## RECORD LIST
──────────────────────────────

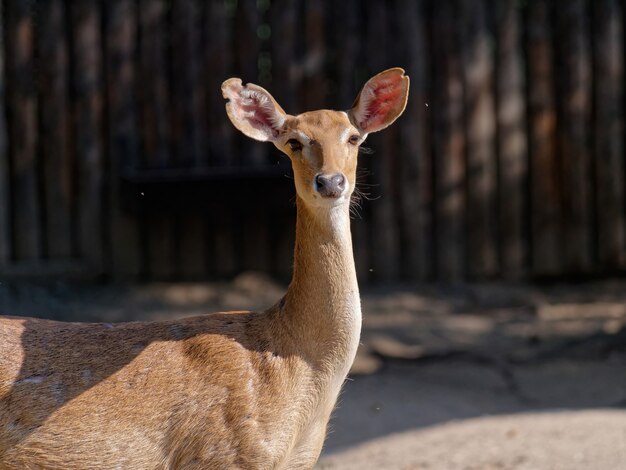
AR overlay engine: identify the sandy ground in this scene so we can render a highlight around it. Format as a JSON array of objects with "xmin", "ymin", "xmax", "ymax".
[{"xmin": 0, "ymin": 274, "xmax": 626, "ymax": 470}]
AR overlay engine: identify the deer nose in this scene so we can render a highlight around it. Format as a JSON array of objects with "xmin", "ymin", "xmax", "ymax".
[{"xmin": 315, "ymin": 173, "xmax": 346, "ymax": 198}]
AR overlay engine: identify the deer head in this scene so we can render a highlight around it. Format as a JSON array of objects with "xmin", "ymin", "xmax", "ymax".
[{"xmin": 222, "ymin": 68, "xmax": 409, "ymax": 208}]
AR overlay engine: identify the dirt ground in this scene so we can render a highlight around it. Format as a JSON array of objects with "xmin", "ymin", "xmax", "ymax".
[{"xmin": 0, "ymin": 273, "xmax": 626, "ymax": 470}]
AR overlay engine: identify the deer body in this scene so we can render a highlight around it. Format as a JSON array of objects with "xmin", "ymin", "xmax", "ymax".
[{"xmin": 0, "ymin": 69, "xmax": 408, "ymax": 470}]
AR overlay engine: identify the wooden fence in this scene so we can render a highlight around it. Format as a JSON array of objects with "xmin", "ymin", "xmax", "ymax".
[{"xmin": 0, "ymin": 0, "xmax": 626, "ymax": 281}]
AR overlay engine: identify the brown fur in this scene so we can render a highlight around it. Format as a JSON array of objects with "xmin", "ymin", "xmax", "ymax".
[{"xmin": 0, "ymin": 69, "xmax": 408, "ymax": 470}]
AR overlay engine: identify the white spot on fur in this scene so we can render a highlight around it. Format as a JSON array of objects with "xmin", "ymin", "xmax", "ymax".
[{"xmin": 15, "ymin": 375, "xmax": 47, "ymax": 385}]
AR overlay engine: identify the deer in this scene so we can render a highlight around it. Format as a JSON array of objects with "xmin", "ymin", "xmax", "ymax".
[{"xmin": 0, "ymin": 68, "xmax": 409, "ymax": 470}]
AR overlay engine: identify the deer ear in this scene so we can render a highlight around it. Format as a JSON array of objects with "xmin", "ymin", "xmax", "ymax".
[
  {"xmin": 222, "ymin": 78, "xmax": 287, "ymax": 141},
  {"xmin": 348, "ymin": 68, "xmax": 409, "ymax": 134}
]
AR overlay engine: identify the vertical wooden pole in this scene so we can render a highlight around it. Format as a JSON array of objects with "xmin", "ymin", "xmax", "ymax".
[
  {"xmin": 0, "ymin": 2, "xmax": 12, "ymax": 271},
  {"xmin": 491, "ymin": 0, "xmax": 530, "ymax": 279},
  {"xmin": 202, "ymin": 2, "xmax": 236, "ymax": 166},
  {"xmin": 4, "ymin": 0, "xmax": 42, "ymax": 261},
  {"xmin": 527, "ymin": 0, "xmax": 563, "ymax": 276},
  {"xmin": 459, "ymin": 0, "xmax": 498, "ymax": 279},
  {"xmin": 170, "ymin": 0, "xmax": 207, "ymax": 279},
  {"xmin": 104, "ymin": 0, "xmax": 141, "ymax": 280},
  {"xmin": 204, "ymin": 2, "xmax": 238, "ymax": 278},
  {"xmin": 69, "ymin": 0, "xmax": 104, "ymax": 273},
  {"xmin": 137, "ymin": 0, "xmax": 176, "ymax": 279},
  {"xmin": 366, "ymin": 1, "xmax": 400, "ymax": 282},
  {"xmin": 234, "ymin": 0, "xmax": 269, "ymax": 166},
  {"xmin": 555, "ymin": 0, "xmax": 593, "ymax": 274},
  {"xmin": 302, "ymin": 2, "xmax": 328, "ymax": 110},
  {"xmin": 394, "ymin": 0, "xmax": 433, "ymax": 281},
  {"xmin": 592, "ymin": 0, "xmax": 626, "ymax": 271},
  {"xmin": 37, "ymin": 0, "xmax": 75, "ymax": 258},
  {"xmin": 329, "ymin": 0, "xmax": 368, "ymax": 282},
  {"xmin": 269, "ymin": 0, "xmax": 298, "ymax": 280},
  {"xmin": 432, "ymin": 2, "xmax": 466, "ymax": 281}
]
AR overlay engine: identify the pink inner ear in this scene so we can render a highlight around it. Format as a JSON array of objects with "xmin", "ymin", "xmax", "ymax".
[
  {"xmin": 234, "ymin": 88, "xmax": 279, "ymax": 137},
  {"xmin": 359, "ymin": 75, "xmax": 404, "ymax": 131}
]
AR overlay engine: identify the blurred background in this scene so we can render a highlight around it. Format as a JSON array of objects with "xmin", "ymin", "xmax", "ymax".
[
  {"xmin": 0, "ymin": 0, "xmax": 626, "ymax": 470},
  {"xmin": 0, "ymin": 0, "xmax": 626, "ymax": 282}
]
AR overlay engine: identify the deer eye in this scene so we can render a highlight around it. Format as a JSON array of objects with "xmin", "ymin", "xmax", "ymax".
[{"xmin": 287, "ymin": 139, "xmax": 302, "ymax": 152}]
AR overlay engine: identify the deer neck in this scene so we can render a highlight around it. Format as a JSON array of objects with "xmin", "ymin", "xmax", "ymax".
[{"xmin": 283, "ymin": 197, "xmax": 361, "ymax": 370}]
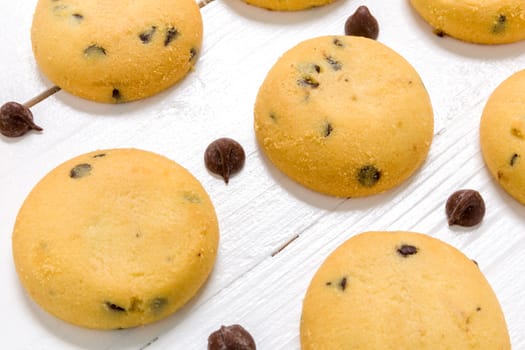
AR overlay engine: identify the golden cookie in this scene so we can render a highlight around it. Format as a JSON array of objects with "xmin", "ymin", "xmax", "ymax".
[
  {"xmin": 31, "ymin": 0, "xmax": 202, "ymax": 103},
  {"xmin": 301, "ymin": 232, "xmax": 510, "ymax": 350},
  {"xmin": 13, "ymin": 149, "xmax": 219, "ymax": 329},
  {"xmin": 255, "ymin": 36, "xmax": 434, "ymax": 197},
  {"xmin": 480, "ymin": 70, "xmax": 525, "ymax": 204},
  {"xmin": 244, "ymin": 0, "xmax": 335, "ymax": 11},
  {"xmin": 410, "ymin": 0, "xmax": 525, "ymax": 44}
]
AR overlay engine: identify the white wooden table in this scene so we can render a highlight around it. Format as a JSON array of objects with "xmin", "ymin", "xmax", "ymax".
[{"xmin": 0, "ymin": 0, "xmax": 525, "ymax": 350}]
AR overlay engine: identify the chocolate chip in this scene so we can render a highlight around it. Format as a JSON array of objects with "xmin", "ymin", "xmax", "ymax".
[
  {"xmin": 208, "ymin": 324, "xmax": 256, "ymax": 350},
  {"xmin": 164, "ymin": 27, "xmax": 179, "ymax": 46},
  {"xmin": 111, "ymin": 89, "xmax": 122, "ymax": 102},
  {"xmin": 139, "ymin": 26, "xmax": 157, "ymax": 44},
  {"xmin": 445, "ymin": 190, "xmax": 485, "ymax": 227},
  {"xmin": 149, "ymin": 298, "xmax": 168, "ymax": 313},
  {"xmin": 325, "ymin": 56, "xmax": 342, "ymax": 71},
  {"xmin": 84, "ymin": 44, "xmax": 106, "ymax": 57},
  {"xmin": 345, "ymin": 6, "xmax": 379, "ymax": 40},
  {"xmin": 323, "ymin": 122, "xmax": 334, "ymax": 137},
  {"xmin": 204, "ymin": 137, "xmax": 245, "ymax": 183},
  {"xmin": 297, "ymin": 75, "xmax": 319, "ymax": 89},
  {"xmin": 69, "ymin": 163, "xmax": 91, "ymax": 179},
  {"xmin": 397, "ymin": 244, "xmax": 418, "ymax": 258},
  {"xmin": 104, "ymin": 301, "xmax": 126, "ymax": 312},
  {"xmin": 0, "ymin": 102, "xmax": 42, "ymax": 137},
  {"xmin": 492, "ymin": 14, "xmax": 507, "ymax": 34},
  {"xmin": 357, "ymin": 165, "xmax": 381, "ymax": 187}
]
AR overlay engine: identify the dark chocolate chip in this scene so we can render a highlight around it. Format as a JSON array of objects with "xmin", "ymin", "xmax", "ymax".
[
  {"xmin": 69, "ymin": 163, "xmax": 92, "ymax": 179},
  {"xmin": 397, "ymin": 244, "xmax": 418, "ymax": 258},
  {"xmin": 111, "ymin": 88, "xmax": 122, "ymax": 101},
  {"xmin": 149, "ymin": 298, "xmax": 168, "ymax": 313},
  {"xmin": 204, "ymin": 137, "xmax": 246, "ymax": 183},
  {"xmin": 0, "ymin": 102, "xmax": 42, "ymax": 137},
  {"xmin": 357, "ymin": 165, "xmax": 381, "ymax": 187},
  {"xmin": 164, "ymin": 27, "xmax": 179, "ymax": 46},
  {"xmin": 339, "ymin": 277, "xmax": 348, "ymax": 291},
  {"xmin": 445, "ymin": 190, "xmax": 485, "ymax": 227},
  {"xmin": 492, "ymin": 14, "xmax": 507, "ymax": 34},
  {"xmin": 208, "ymin": 324, "xmax": 256, "ymax": 350},
  {"xmin": 345, "ymin": 6, "xmax": 379, "ymax": 40},
  {"xmin": 325, "ymin": 56, "xmax": 342, "ymax": 71},
  {"xmin": 104, "ymin": 301, "xmax": 126, "ymax": 312},
  {"xmin": 139, "ymin": 26, "xmax": 157, "ymax": 44},
  {"xmin": 332, "ymin": 38, "xmax": 344, "ymax": 47},
  {"xmin": 297, "ymin": 75, "xmax": 319, "ymax": 89},
  {"xmin": 323, "ymin": 122, "xmax": 334, "ymax": 137},
  {"xmin": 84, "ymin": 44, "xmax": 106, "ymax": 57}
]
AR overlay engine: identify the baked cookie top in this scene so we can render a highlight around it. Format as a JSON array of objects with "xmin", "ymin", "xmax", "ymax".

──────────────────────────────

## PROBLEM TO WORK ON
Count the lines in the listing above that contain the word "wooden", treating uppercase and lowercase as different, and give only the number.

## WRITTEN ANSWER
3